◆ WORK TASK 1
Translate into French this sentence from the blog post on Marilyn Monroe: "I did tell this co-worker that Marilyn created the Dumb Blonde stereotype herself, and not as a mirror of her true personality."
◆ WORK TASK 2
Summarize the blog post on Marilyn Monroe in two sentences.
◆ WORK TASK 3
Proceed with the blog post on Marilyn Monroe, picking up right after its final sentence.

═══ PAGE TEXT ═══

Friday, June 14, 2013

Was Marilyn Monroe Dumb?

That is for you to be the judge of. Your notion of "smart" is completely different than mine, and I also adhere firmly to the idea that there are different varieties of "smart."  Could Albert Einstein dismantle a car and put it back together?  Would Teddy Roosevelt been able to create software? Did Aristotle know how to construct a paper airplane?


My co-worker and I were walking out of the coffee room today and noticed a girl with a tattoo on her leg and this co-worker turned to me and said "I love retro stuff... but I hate Marilyn Monroe."
Excluding the fact that this tattoo was the famous over-the-shoulder of Betty Grable, and not Marilyn (I didn't have the heart to correct her), it was interesting to hear the stereotypes of dumb blonde coming out of her mouth.
She asked if I had ever seen Some Like It Hot (DUH ONLY ONE OF MY TOP 3 FAVORITE MOVIES) and went on some story about how the director hated her because she was so stupid (that oft-told story of Marilyn's line with the drawers we've all heard).

I let her rant on for a bit and didn't say much because it's obvious she knows nothing about Marilyn the person and everything about Marilyn the icon, and heard some behind-the-scenes factoid and immediately judged her.  Which is too bad, but c'est la vie, so is the way of the celebrity.
Also, it is interesting to note how much more common it is for women to deride and judge Miss Monroe, more so than men...

I did tell this co-worker that Marilyn created the Dumb Blonde stereotype herself, and not as a mirror of her true personality.  It takes a quick-witted character actress to do that (why do you think they kept casting her in that role? Because she came up with it and was damn talented at it).
And she was troubled.  People think of her as a lush that offed herself, but frankly she could have ended up in the gutter at age 14 and she was one tough broad who used her looks to get somewhere and in turn was used by Hollywood.  They used her all up.  But what a life!  What a legacy!

═══ MATERIAL SUPPLIED ═══

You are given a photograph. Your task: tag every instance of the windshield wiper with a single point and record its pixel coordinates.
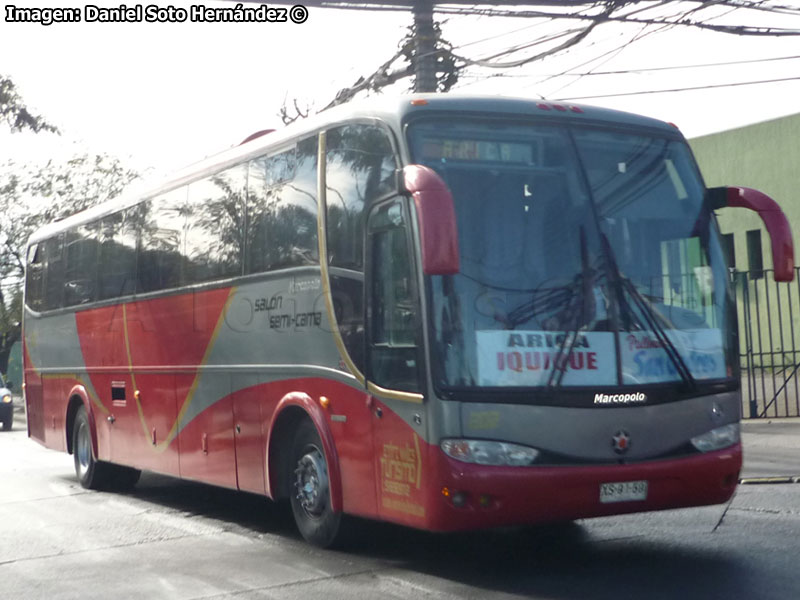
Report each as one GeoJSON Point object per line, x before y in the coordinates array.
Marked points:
{"type": "Point", "coordinates": [585, 284]}
{"type": "Point", "coordinates": [650, 316]}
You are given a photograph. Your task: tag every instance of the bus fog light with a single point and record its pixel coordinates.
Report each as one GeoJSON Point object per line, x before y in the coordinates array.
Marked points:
{"type": "Point", "coordinates": [484, 452]}
{"type": "Point", "coordinates": [718, 438]}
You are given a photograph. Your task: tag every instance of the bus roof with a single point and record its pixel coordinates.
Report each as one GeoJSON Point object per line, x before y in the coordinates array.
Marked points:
{"type": "Point", "coordinates": [394, 110]}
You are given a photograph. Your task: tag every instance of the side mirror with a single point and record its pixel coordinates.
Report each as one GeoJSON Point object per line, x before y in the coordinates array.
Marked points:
{"type": "Point", "coordinates": [436, 215]}
{"type": "Point", "coordinates": [774, 220]}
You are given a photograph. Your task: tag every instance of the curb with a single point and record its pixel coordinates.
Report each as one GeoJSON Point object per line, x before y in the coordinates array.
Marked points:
{"type": "Point", "coordinates": [768, 480]}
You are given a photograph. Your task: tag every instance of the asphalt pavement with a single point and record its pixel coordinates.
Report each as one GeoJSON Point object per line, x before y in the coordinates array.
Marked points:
{"type": "Point", "coordinates": [771, 448]}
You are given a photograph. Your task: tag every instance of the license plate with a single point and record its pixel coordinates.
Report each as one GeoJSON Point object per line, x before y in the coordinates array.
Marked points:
{"type": "Point", "coordinates": [623, 491]}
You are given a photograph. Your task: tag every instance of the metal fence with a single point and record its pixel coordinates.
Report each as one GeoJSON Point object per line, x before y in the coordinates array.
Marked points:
{"type": "Point", "coordinates": [769, 343]}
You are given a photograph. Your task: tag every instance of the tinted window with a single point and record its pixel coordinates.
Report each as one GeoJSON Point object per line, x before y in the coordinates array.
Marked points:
{"type": "Point", "coordinates": [81, 265]}
{"type": "Point", "coordinates": [360, 167]}
{"type": "Point", "coordinates": [282, 209]}
{"type": "Point", "coordinates": [214, 233]}
{"type": "Point", "coordinates": [117, 255]}
{"type": "Point", "coordinates": [394, 321]}
{"type": "Point", "coordinates": [54, 272]}
{"type": "Point", "coordinates": [163, 220]}
{"type": "Point", "coordinates": [34, 277]}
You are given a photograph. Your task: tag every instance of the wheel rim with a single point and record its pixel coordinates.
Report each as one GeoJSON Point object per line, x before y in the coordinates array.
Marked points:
{"type": "Point", "coordinates": [311, 482]}
{"type": "Point", "coordinates": [83, 450]}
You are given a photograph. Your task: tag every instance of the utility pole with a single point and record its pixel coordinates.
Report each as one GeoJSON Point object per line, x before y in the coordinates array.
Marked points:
{"type": "Point", "coordinates": [424, 47]}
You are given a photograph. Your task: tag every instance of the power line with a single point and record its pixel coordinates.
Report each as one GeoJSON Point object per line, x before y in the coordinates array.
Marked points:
{"type": "Point", "coordinates": [683, 89]}
{"type": "Point", "coordinates": [678, 67]}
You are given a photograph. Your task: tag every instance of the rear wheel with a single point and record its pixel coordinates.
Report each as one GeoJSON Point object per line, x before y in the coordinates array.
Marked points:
{"type": "Point", "coordinates": [94, 474]}
{"type": "Point", "coordinates": [310, 488]}
{"type": "Point", "coordinates": [8, 419]}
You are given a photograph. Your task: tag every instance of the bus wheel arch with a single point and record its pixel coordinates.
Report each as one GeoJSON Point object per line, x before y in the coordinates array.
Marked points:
{"type": "Point", "coordinates": [300, 443]}
{"type": "Point", "coordinates": [78, 400]}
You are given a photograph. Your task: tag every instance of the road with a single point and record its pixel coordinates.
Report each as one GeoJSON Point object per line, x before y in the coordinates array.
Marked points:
{"type": "Point", "coordinates": [180, 540]}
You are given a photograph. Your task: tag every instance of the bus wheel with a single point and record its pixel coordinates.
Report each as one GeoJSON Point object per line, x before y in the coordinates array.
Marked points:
{"type": "Point", "coordinates": [93, 474]}
{"type": "Point", "coordinates": [310, 488]}
{"type": "Point", "coordinates": [87, 469]}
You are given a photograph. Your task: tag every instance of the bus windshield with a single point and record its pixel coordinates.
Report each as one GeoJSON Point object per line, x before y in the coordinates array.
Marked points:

═══

◆ ANSWER 1
J'ai bien dit à cette collègue que Marilyn avait elle-même créé le stéréotype de la blonde idiote, et non comme le reflet de sa vraie personnalité.

◆ ANSWER 2
After hearing a co-worker say she hated Marilyn Monroe and repeat the dumb-blonde stereotype, the writer concludes that the co-worker knows the icon but not the person. The writer holds that Monroe invented the Dumb Blonde stereotype herself as a talented character actress, and calls her a troubled but tough woman whom Hollywood used up, yet who left a remarkable life and legacy.

◆ ANSWER 3
About her brains--she was not formally educated and this was a sore spot for her, but she fought the big studio system of the 1950s and won, that takes guts and smarts. If Arthur Miller married her, she couldn't have been dumb. At parties held for great novelists of the time, they marveled that she held her own among them, despite her dyslexia and mental illness (which is now believed to have been bipolarism... I know, diagnosis post-mortem is ridiculous, but nonetheless insightful).
She also aspired to improve her intelligence, and the ambition to learn is wasted on dummies.
She was well-read and studiued
I'm not saying she was this incredibly profound, astute mind crushed under the wheel of her profession, but girl had gumption and reason.

We've just got to keep the balance--don't label her as a stupid pretty face, and don't assume on the other end of the spectrum that "if she had lived" she would have cured cancer or something.
Like I always say, educate yourself and make your own conclusions. Read her book, listen to her interviews, watch her films.  It is daunting, but Joyce Carol Oates' Blonde is incredible.

Did I mention she read Ulysses? which is one of my life goals?






“Imperfection is beauty, madness is genius and it's better to be absolutely ridiculous than absolutely boring.” 

“When it comes down to it, I let them think what they want. If they care enough to bother with what I do, then I'm already better than them.” 


“I've never fooled anyone. I've let people fool themselves. They didn't bother to find out who and what I was. Instead they would invent a character for me. I wouldn't argue with them."

5 comments:

  1. That first quote does not belong to Marilyn Monroe but to Timothy Leary.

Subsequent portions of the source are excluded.